• _DIRECTIVE_: In the short rib ragù recipe, condense the paragraph that opens "This hearty and flavorful ragù" into a shorter version that keeps its main facts.

This hearty and flavorful ragù features tender short ribs slow cooked to perfection, creating a melt in your mouth texture. Infused with red wine, aromatic vegetables, and fresh herbs, it's a comforting dish that pairs beautifully with hearty pasta or creamy polenta. While the total cooking time is about three hours, most of that is hands off simmering, making it a rewarding dish to prepare.
Full Recipe:
2–3 lbs short ribs (bone-in or boneless)
2 tablespoons light olive oil (or vegetable/avocado oil)
1 large onion, finely diced
2 celery ribs, finely diced
2 medium carrots, finely diced
4 cloves garlic, minced
2 tablespoons tomato paste
1 cup dry red wine
2 cups canned tomatoes (crushed or whole, crushed)
1 herb bundle (rosemary, thyme, and parsley stems)
Salt and freshly ground black pepper, to taste
Fresh parsley, chopped (for garnish)
Grated Parmigiano Reggiano (for serving)
Sear the Short Ribs: Season the short ribs with salt and pepper. In a large braiser or Dutch oven, heat olive oil over medium-high heat. Sear the ribs on all sides until browned, working in batches if necessary. Remove the ribs and set aside.

• _MATERIAL PROVIDED_:
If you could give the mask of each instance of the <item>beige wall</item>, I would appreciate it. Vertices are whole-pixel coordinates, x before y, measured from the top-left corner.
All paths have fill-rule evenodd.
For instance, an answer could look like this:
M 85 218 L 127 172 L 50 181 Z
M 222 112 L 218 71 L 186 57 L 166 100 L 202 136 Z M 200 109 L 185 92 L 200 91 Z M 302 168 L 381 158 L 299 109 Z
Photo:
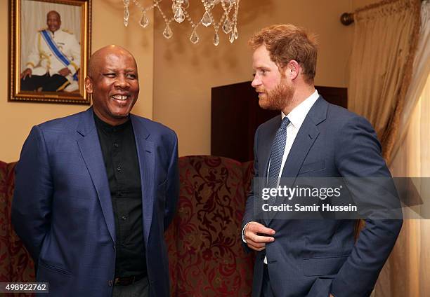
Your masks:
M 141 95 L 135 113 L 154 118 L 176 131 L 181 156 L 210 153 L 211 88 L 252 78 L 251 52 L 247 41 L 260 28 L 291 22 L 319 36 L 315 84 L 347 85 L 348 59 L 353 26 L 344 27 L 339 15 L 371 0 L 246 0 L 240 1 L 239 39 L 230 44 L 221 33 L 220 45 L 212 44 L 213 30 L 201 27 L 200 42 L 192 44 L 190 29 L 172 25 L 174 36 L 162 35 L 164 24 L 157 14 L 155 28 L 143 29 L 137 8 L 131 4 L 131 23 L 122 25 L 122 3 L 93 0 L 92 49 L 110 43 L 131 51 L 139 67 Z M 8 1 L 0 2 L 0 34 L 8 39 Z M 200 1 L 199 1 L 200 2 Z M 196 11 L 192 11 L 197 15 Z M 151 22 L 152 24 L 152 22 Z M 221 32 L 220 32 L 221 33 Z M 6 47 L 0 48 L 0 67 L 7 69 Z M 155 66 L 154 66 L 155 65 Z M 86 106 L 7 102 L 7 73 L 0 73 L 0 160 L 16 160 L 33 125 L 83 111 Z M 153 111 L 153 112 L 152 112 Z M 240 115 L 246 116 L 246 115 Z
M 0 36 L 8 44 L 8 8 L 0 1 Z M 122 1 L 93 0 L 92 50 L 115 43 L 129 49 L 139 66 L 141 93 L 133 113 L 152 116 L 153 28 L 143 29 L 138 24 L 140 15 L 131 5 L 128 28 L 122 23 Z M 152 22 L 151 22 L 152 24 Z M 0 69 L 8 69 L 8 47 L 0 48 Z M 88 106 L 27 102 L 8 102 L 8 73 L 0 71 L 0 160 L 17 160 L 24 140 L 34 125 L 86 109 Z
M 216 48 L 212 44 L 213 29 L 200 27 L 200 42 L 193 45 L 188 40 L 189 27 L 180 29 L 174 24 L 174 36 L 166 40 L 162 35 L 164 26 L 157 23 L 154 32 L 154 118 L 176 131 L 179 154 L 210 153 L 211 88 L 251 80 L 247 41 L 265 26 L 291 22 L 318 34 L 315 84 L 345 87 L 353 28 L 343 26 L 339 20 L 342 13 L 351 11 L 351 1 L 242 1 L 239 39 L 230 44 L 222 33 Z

* * *

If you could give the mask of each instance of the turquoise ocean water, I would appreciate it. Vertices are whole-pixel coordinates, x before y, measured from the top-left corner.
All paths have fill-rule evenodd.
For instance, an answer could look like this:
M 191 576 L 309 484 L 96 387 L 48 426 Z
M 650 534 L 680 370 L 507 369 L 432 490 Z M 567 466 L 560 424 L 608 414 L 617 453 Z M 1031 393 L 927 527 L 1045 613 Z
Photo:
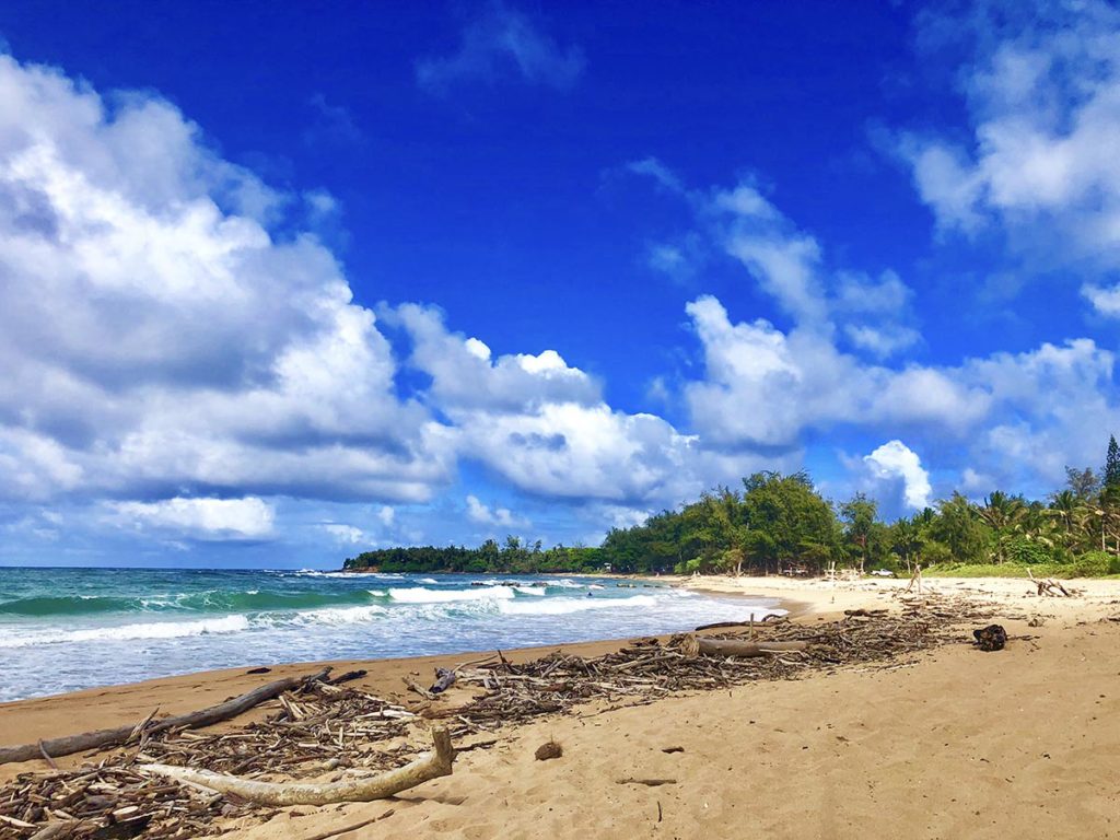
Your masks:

• _SOLUTION BELOW_: This ragù features short ribs slow cooked until they melt in your mouth, with red wine, aromatic vegetables and fresh herbs. It pairs well with hearty pasta or creamy polenta. It takes about three hours in total, but most of that time is hands-off simmering.